BEGIN Data records

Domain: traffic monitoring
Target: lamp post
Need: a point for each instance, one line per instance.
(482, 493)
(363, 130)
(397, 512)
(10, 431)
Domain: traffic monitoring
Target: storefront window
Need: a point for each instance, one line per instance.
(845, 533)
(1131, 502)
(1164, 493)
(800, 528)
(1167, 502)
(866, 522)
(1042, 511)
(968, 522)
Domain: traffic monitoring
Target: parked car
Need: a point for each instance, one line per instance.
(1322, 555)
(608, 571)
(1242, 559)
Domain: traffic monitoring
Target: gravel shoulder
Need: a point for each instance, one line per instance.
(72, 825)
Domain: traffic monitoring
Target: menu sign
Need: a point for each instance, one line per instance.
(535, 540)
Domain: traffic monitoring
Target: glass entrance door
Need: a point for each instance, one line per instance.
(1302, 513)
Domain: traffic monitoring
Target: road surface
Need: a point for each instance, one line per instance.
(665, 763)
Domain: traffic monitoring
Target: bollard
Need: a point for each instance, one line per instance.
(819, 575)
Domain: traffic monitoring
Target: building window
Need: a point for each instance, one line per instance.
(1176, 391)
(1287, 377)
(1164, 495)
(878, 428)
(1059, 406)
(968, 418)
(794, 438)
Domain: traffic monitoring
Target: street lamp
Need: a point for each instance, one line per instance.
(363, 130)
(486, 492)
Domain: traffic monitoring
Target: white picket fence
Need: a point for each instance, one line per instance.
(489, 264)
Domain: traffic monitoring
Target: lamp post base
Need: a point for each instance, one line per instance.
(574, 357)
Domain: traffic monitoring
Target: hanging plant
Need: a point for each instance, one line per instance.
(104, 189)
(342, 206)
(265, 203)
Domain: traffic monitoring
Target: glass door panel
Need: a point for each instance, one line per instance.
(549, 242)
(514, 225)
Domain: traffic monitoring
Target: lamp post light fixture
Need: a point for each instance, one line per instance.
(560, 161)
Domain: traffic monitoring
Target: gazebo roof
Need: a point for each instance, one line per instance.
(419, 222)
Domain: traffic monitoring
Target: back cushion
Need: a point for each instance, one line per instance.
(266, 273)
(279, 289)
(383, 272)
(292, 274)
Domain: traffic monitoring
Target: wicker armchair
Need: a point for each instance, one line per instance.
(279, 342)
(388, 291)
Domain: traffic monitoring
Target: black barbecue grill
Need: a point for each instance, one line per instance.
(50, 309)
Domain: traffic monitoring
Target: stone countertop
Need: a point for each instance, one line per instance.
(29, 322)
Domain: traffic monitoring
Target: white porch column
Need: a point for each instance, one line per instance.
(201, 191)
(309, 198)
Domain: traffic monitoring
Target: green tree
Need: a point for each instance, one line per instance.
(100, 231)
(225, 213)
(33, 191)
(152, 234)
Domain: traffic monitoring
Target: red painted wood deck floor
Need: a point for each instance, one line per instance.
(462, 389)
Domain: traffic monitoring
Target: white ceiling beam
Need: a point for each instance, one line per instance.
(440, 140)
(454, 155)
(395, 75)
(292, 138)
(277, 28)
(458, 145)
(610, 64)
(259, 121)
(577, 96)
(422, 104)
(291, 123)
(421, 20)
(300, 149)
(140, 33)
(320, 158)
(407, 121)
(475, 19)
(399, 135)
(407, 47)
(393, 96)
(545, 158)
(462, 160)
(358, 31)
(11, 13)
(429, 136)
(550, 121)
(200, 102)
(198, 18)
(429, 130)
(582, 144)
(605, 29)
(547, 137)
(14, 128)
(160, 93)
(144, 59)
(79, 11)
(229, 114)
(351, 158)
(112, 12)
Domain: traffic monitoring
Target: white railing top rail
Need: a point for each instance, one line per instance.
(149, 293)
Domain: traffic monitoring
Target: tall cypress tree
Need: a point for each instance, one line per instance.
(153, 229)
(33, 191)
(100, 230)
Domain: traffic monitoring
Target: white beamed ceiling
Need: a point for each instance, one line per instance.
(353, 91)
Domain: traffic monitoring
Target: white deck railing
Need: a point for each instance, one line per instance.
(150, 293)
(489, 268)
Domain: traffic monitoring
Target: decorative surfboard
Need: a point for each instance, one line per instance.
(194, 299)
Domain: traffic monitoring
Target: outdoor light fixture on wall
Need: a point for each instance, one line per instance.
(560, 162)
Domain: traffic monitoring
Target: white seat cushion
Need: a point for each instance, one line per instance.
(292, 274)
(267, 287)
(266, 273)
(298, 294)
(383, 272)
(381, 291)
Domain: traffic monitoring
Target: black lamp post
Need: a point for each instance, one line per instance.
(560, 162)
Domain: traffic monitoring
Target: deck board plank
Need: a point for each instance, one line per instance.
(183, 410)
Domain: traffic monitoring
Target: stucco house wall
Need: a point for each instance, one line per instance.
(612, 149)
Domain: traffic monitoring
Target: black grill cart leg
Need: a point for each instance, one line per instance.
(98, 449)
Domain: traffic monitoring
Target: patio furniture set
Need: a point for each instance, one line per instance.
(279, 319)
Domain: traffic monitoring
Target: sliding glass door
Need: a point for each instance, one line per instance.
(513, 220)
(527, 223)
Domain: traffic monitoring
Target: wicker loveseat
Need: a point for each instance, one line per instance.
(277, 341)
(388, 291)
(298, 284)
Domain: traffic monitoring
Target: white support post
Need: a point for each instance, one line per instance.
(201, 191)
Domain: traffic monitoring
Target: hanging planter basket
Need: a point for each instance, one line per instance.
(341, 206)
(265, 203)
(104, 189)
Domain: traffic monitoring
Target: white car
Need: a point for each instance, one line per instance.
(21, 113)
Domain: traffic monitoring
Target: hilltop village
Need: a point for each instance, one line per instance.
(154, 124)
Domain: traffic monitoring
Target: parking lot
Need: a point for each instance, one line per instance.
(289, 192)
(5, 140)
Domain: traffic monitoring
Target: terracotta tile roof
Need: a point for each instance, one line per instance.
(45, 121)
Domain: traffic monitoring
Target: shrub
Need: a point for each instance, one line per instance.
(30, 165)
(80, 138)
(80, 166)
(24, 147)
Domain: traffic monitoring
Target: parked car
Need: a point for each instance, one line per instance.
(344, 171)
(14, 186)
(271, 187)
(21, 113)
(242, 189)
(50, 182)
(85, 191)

END Data records

The problem | Find and copy each line of the data where "hanging" is present.

Expected answer |
Target: hanging plant
Target: hanging planter basket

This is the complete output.